Daftar Tugas:
A. Jawab pertanyaan berikut berdasarkan teks bacaan tentang perjalanan ke Sawarna:
(i) Di kecamatan, kabupaten, dan provinsi mana desa Sawarna terletak?
(ii) Berapa biaya homestay per orang per malam, dan berapa kali makan disediakan setiap hari?
(iii) Berapa jumlah kamar di rumah yang ditempati, dan apa kekurangannya menurut teks?
B. Sebutkan semua jalur menuju desa Sawarna yang disebutkan dalam teks bacaan tentang perjalanan ke Sawarna.

Teks Bacaan:
■ ■ ■ ■ ■ ■ ■

2013/02/06

Escape to The Hidden Paradise: Sawarna Trip

   And the journey begin..

(repost from c'est ma vie in bahasa)
Kali ini gw mau share pengalaman travelling bersama keluarga ke desa Sawarna. Mungkin belum banyak orang yang tau dimana desa Sawarna itu (awalnya gw jg gk taw) dan gw baru tau setelah browsing om Google :) desa Sawarna terletak di Kecamatan Bayah, Kabupaten Lebak, Provinsi Banten. Menurut pengalaman2 yg gw baca di internet, gw langsung berpikir, "kok kyknya ini desa terpencil amat yak.. musti homestay segala". Maklum, waktu SMA gw pernah homestay di daerah Jogja dan itu bukan pengalaman yg menyenangkan. Lanjut, gw baca (dr cerita org) kalo mau ke pantainya itu musti jalan atau naik ojek. Itu pun jalannya gak mulus dan seterusnya. Gw makin mikirin "gmana nanti gw disana yah.." tapi berhubung keluarga gw ikut semua, ya mau gak mau gw musti ikut jg. Masa di tinggal di rumah sendiri lebih gak seru lg.

H-1 gw ud hampir selesai packing. Gw bawa barang2 standar buat ke pantai: celana pendek, sandal jepit, lotion, kaos, dll tapi yg paling penting yg harus di bawa, KAMERA!! Gw bukan orang yang narsis (well dulu gw narsis, sekarang ud menguap ntah kemana) so kamera tentu aja buat mengabadikan pemandangan2 indah :D

Hari H! Rencana berangkat jam 6 pagi (gw ud gedubrakan dr jam 4) tapi agak ngaret jd jam 7 lewat. Biasa orang indo, kalo gak ngaret malah aneh haha. Ada 3 jalan menuju desa Sawarna: Serang-Pandeglang-Malimping-Bayah-Sawarna; Rangkasbitung-Cileles-Gunung Kencana-Malimping-Bayah-Sawarna; Pelabuhan Ratu-Ciabareno-Bayah. Kami pun memilih yang kedua. Dari jalan tol Tangerang-Merak, exit di Balaraja Timur, lanjut Rangkasbitung-Cileles-Gunung Kencana-Malimping-Bayah-Sawarna. Perjalanan yang cukup melelahkan karena pada awalnya jalan mulus tapi kemudian berubah menjadi extreme, berbatu2. Setelah perjalanan yang melelahkan sampailah kami di desa Sawarna sekitar jam 1an dan ternyata di luar dugaan gw! Homestay yang dimaksud bukan tinggal bersama orang tua asuh seperti yg dulu pernah gw alami. Disini per org dikenakan biaya 125 rb per malam, makan 3 kali sehari (disediakan). Rumah yang kami tempati ada 6 kamar tanpa AC. Rumah tersebut adalah rumah mantan Lurah yang sekarang dijadikan homestay oleh pemilik homestay "Little Hula-hula" (Maaf lupa difoto).

■ ■ ■ ■ ■ ■ ■

Data yang Disediakan:
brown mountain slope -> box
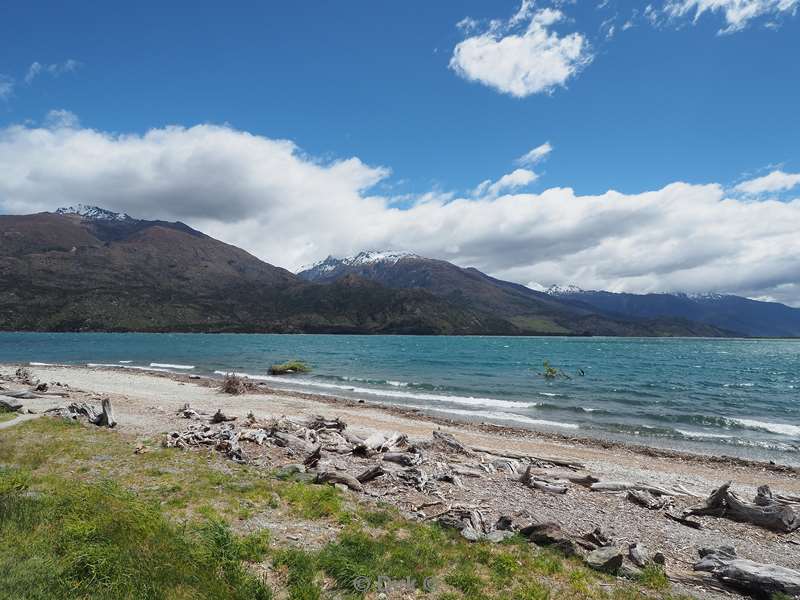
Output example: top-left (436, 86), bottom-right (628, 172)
top-left (0, 209), bottom-right (517, 334)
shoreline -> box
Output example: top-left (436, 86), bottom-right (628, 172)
top-left (0, 363), bottom-right (800, 600)
top-left (9, 363), bottom-right (800, 476)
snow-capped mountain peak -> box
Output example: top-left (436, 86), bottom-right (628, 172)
top-left (298, 250), bottom-right (421, 275)
top-left (56, 204), bottom-right (131, 221)
top-left (546, 285), bottom-right (584, 296)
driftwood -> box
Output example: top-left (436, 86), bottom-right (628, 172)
top-left (664, 512), bottom-right (703, 529)
top-left (316, 471), bottom-right (364, 492)
top-left (303, 446), bottom-right (322, 469)
top-left (694, 546), bottom-right (800, 597)
top-left (628, 490), bottom-right (669, 510)
top-left (0, 396), bottom-right (22, 412)
top-left (211, 408), bottom-right (236, 423)
top-left (519, 465), bottom-right (567, 494)
top-left (683, 481), bottom-right (800, 533)
top-left (356, 465), bottom-right (386, 483)
top-left (383, 452), bottom-right (422, 467)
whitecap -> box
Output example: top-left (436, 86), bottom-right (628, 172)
top-left (408, 406), bottom-right (580, 429)
top-left (731, 419), bottom-right (800, 437)
top-left (214, 371), bottom-right (536, 408)
top-left (86, 363), bottom-right (170, 373)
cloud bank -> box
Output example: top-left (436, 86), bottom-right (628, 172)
top-left (0, 118), bottom-right (800, 304)
top-left (450, 6), bottom-right (593, 98)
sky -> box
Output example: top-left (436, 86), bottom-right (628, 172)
top-left (0, 0), bottom-right (800, 306)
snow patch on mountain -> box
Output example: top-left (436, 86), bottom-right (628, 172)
top-left (298, 250), bottom-right (421, 274)
top-left (56, 204), bottom-right (132, 221)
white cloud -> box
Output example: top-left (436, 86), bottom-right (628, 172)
top-left (25, 58), bottom-right (82, 85)
top-left (514, 142), bottom-right (553, 166)
top-left (664, 0), bottom-right (800, 33)
top-left (733, 171), bottom-right (800, 195)
top-left (0, 117), bottom-right (800, 304)
top-left (44, 108), bottom-right (80, 129)
top-left (0, 73), bottom-right (14, 100)
top-left (450, 0), bottom-right (593, 98)
top-left (472, 169), bottom-right (539, 198)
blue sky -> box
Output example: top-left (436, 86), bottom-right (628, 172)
top-left (0, 0), bottom-right (800, 302)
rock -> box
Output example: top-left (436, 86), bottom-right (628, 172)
top-left (628, 542), bottom-right (651, 568)
top-left (693, 546), bottom-right (736, 573)
top-left (461, 525), bottom-right (483, 542)
top-left (484, 529), bottom-right (514, 544)
top-left (520, 523), bottom-right (578, 556)
top-left (586, 546), bottom-right (624, 574)
top-left (275, 465), bottom-right (306, 479)
top-left (617, 562), bottom-right (642, 580)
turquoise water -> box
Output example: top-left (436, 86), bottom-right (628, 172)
top-left (0, 333), bottom-right (800, 464)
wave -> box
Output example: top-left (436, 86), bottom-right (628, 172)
top-left (86, 363), bottom-right (171, 373)
top-left (408, 405), bottom-right (580, 429)
top-left (731, 419), bottom-right (800, 437)
top-left (214, 371), bottom-right (536, 408)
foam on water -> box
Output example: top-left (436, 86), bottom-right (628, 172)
top-left (214, 371), bottom-right (536, 408)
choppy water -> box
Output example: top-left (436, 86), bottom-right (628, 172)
top-left (0, 333), bottom-right (800, 464)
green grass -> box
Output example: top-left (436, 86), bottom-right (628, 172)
top-left (269, 360), bottom-right (311, 375)
top-left (0, 469), bottom-right (272, 600)
top-left (0, 418), bottom-right (700, 600)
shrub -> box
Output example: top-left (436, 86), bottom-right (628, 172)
top-left (269, 360), bottom-right (311, 375)
top-left (220, 373), bottom-right (256, 396)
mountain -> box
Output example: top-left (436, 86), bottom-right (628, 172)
top-left (0, 206), bottom-right (517, 334)
top-left (548, 286), bottom-right (800, 337)
top-left (298, 251), bottom-right (728, 336)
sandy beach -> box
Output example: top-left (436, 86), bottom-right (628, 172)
top-left (0, 365), bottom-right (800, 597)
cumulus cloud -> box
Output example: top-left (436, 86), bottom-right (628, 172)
top-left (472, 169), bottom-right (539, 198)
top-left (664, 0), bottom-right (800, 33)
top-left (450, 0), bottom-right (593, 98)
top-left (514, 142), bottom-right (553, 166)
top-left (733, 170), bottom-right (800, 195)
top-left (0, 73), bottom-right (14, 100)
top-left (25, 58), bottom-right (81, 85)
top-left (0, 118), bottom-right (800, 304)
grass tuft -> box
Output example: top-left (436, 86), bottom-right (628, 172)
top-left (269, 360), bottom-right (311, 375)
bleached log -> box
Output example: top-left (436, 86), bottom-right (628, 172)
top-left (383, 452), bottom-right (422, 467)
top-left (683, 481), bottom-right (800, 533)
top-left (316, 471), bottom-right (364, 492)
top-left (356, 465), bottom-right (386, 483)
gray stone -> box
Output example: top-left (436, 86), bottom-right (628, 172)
top-left (586, 546), bottom-right (624, 573)
top-left (484, 529), bottom-right (514, 544)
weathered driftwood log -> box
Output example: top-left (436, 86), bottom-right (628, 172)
top-left (664, 512), bottom-right (703, 529)
top-left (714, 559), bottom-right (800, 597)
top-left (211, 408), bottom-right (236, 423)
top-left (589, 481), bottom-right (684, 496)
top-left (356, 465), bottom-right (386, 483)
top-left (303, 446), bottom-right (322, 469)
top-left (92, 398), bottom-right (117, 427)
top-left (470, 446), bottom-right (585, 471)
top-left (683, 481), bottom-right (800, 533)
top-left (383, 452), bottom-right (422, 467)
top-left (0, 396), bottom-right (22, 412)
top-left (628, 490), bottom-right (670, 510)
top-left (306, 415), bottom-right (347, 431)
top-left (316, 471), bottom-right (364, 492)
top-left (519, 465), bottom-right (567, 494)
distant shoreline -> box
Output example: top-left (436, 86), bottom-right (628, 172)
top-left (0, 360), bottom-right (800, 476)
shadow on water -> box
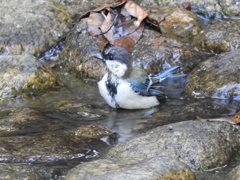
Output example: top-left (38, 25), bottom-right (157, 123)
top-left (0, 69), bottom-right (240, 179)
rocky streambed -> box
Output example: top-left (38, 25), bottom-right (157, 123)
top-left (0, 0), bottom-right (240, 180)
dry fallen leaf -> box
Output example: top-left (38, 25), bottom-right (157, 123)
top-left (124, 1), bottom-right (148, 27)
top-left (87, 12), bottom-right (108, 51)
top-left (232, 111), bottom-right (240, 123)
top-left (80, 0), bottom-right (147, 51)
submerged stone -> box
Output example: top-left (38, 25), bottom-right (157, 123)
top-left (66, 156), bottom-right (195, 180)
top-left (0, 55), bottom-right (59, 97)
top-left (192, 20), bottom-right (240, 53)
top-left (146, 7), bottom-right (202, 42)
top-left (185, 49), bottom-right (240, 100)
top-left (106, 120), bottom-right (240, 170)
top-left (0, 126), bottom-right (112, 163)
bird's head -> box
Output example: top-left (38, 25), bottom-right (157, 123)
top-left (94, 46), bottom-right (132, 78)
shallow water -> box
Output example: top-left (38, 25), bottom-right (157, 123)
top-left (0, 68), bottom-right (237, 179)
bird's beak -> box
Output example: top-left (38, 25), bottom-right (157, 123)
top-left (93, 52), bottom-right (104, 62)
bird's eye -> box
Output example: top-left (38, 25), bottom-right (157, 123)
top-left (108, 53), bottom-right (113, 60)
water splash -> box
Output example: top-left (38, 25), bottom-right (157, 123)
top-left (212, 84), bottom-right (240, 100)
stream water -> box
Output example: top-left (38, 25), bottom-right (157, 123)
top-left (0, 65), bottom-right (239, 179)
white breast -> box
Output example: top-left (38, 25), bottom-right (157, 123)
top-left (98, 74), bottom-right (159, 109)
top-left (115, 80), bottom-right (159, 109)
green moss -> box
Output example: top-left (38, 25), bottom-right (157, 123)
top-left (52, 3), bottom-right (73, 24)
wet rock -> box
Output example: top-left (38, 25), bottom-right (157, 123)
top-left (60, 19), bottom-right (104, 78)
top-left (228, 165), bottom-right (240, 180)
top-left (0, 108), bottom-right (69, 136)
top-left (0, 55), bottom-right (59, 97)
top-left (138, 0), bottom-right (240, 16)
top-left (0, 163), bottom-right (62, 180)
top-left (0, 0), bottom-right (72, 56)
top-left (132, 29), bottom-right (211, 74)
top-left (0, 126), bottom-right (112, 163)
top-left (107, 120), bottom-right (240, 170)
top-left (192, 20), bottom-right (240, 53)
top-left (185, 49), bottom-right (240, 100)
top-left (66, 156), bottom-right (195, 180)
top-left (145, 7), bottom-right (201, 42)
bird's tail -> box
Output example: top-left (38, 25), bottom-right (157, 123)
top-left (155, 65), bottom-right (181, 82)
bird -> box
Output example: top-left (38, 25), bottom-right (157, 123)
top-left (94, 46), bottom-right (181, 109)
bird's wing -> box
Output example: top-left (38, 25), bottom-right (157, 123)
top-left (127, 68), bottom-right (164, 96)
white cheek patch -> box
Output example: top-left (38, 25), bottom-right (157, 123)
top-left (106, 61), bottom-right (127, 77)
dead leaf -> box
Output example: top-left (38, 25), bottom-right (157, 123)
top-left (112, 23), bottom-right (144, 52)
top-left (87, 12), bottom-right (108, 51)
top-left (232, 111), bottom-right (240, 124)
top-left (124, 1), bottom-right (148, 27)
top-left (87, 12), bottom-right (105, 36)
top-left (79, 0), bottom-right (127, 21)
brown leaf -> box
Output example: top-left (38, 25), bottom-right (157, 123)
top-left (79, 0), bottom-right (127, 21)
top-left (87, 12), bottom-right (105, 36)
top-left (100, 12), bottom-right (114, 33)
top-left (81, 0), bottom-right (147, 51)
top-left (112, 23), bottom-right (144, 52)
top-left (87, 12), bottom-right (108, 51)
top-left (124, 1), bottom-right (148, 27)
top-left (232, 111), bottom-right (240, 124)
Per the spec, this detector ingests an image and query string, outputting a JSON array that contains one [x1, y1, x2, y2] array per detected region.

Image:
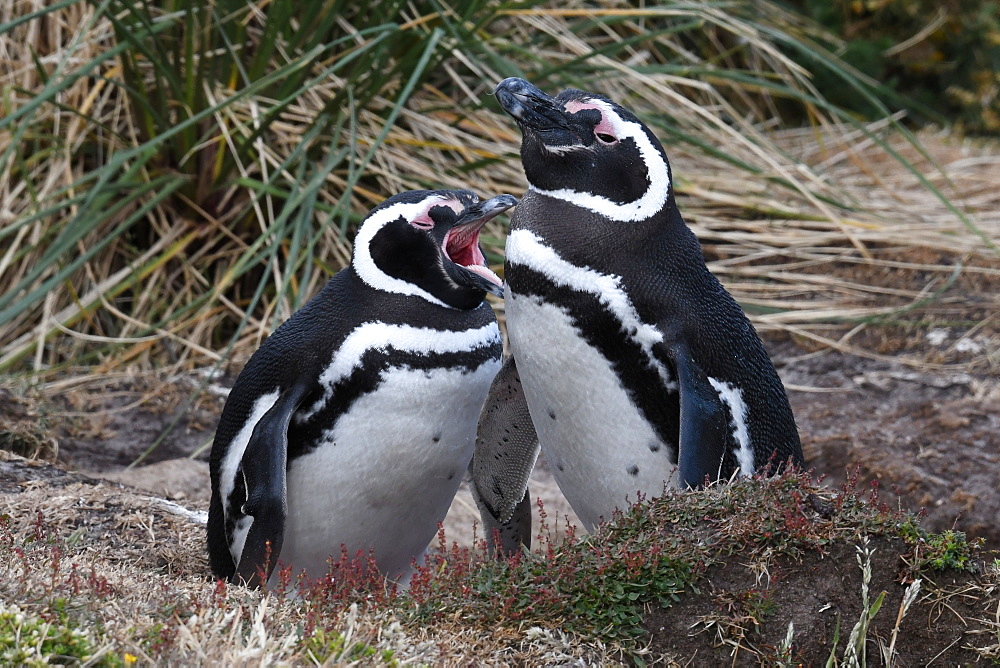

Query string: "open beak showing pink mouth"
[[441, 195, 517, 297]]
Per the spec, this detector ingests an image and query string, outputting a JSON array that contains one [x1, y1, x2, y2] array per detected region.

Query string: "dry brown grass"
[[0, 0, 1000, 375]]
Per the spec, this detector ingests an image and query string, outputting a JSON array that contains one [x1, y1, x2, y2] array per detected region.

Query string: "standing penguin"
[[471, 78, 803, 540], [208, 190, 516, 585]]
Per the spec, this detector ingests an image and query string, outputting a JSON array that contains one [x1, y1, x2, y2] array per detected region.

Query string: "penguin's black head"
[[494, 77, 671, 220], [351, 190, 517, 309]]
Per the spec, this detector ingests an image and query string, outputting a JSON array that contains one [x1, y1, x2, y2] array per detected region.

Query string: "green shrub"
[[788, 0, 1000, 135]]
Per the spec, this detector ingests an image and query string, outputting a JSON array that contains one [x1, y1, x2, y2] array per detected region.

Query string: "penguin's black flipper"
[[657, 326, 731, 489], [469, 357, 538, 554], [233, 385, 305, 587]]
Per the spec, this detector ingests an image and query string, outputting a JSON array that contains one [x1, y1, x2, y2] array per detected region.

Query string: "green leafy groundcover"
[[277, 472, 980, 643]]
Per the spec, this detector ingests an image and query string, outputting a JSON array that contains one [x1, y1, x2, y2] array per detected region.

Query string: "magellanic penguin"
[[472, 78, 803, 546], [208, 190, 516, 585]]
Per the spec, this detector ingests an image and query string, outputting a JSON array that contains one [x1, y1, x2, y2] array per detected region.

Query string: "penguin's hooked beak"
[[493, 77, 599, 147], [442, 195, 517, 297]]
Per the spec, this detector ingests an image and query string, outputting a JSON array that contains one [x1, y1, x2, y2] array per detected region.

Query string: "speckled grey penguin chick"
[[472, 78, 803, 549], [208, 190, 516, 585]]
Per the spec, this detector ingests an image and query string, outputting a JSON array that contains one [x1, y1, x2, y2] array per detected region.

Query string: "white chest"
[[506, 291, 677, 530], [279, 361, 500, 578]]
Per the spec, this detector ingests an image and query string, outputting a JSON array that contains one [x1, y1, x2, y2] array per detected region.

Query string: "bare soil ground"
[[0, 334, 1000, 549], [0, 330, 1000, 665]]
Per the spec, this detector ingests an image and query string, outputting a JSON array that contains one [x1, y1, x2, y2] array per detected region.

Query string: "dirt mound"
[[644, 537, 988, 666]]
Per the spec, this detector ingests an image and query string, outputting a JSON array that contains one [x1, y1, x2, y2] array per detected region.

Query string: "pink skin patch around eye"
[[410, 199, 462, 230], [563, 100, 618, 139]]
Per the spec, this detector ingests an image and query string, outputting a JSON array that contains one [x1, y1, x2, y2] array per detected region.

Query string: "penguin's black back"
[[208, 266, 499, 578]]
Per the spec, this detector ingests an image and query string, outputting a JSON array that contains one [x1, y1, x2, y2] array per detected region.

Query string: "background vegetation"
[[0, 0, 996, 386], [787, 0, 1000, 135]]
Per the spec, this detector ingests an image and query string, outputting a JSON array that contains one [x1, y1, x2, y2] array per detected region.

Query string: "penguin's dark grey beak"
[[493, 77, 600, 151], [442, 195, 517, 297], [452, 195, 517, 233], [493, 77, 569, 130]]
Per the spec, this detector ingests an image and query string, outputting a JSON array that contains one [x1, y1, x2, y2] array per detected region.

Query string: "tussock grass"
[[0, 0, 1000, 379]]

■ ■ ■ ■ ■ ■ ■

Jawaban per Tugas:
A.
(i) Kecamatan Bayah, Kabupaten Lebak, Provinsi Banten.
(ii) 125 rb per orang per malam, dengan makan 3 kali sehari.
(iii) 6 kamar, tanpa AC.

B.
1. Serang-Pandeglang-Malimping-Bayah-Sawarna
2. Rangkasbitung-Cileles-Gunung Kencana-Malimping-Bayah-Sawarna
3. Pelabuhan Ratu-Ciabareno-Bayah